HOW TO COMPLETE THIS TASK -> State how many lines in the records below contain the word "instance". Nothing else is needed.

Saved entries
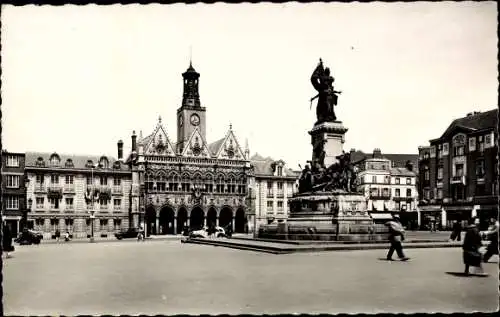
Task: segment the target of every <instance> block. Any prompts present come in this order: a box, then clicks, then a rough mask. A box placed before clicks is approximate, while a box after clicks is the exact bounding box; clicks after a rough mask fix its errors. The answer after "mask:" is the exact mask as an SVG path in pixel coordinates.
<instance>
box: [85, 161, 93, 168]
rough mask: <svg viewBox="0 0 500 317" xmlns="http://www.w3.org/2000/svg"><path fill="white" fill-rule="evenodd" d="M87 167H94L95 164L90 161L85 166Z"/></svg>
mask: <svg viewBox="0 0 500 317" xmlns="http://www.w3.org/2000/svg"><path fill="white" fill-rule="evenodd" d="M85 167H88V168H92V167H94V162H92V160H88V161H87V163H86V164H85Z"/></svg>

TASK SOLUTION -> 2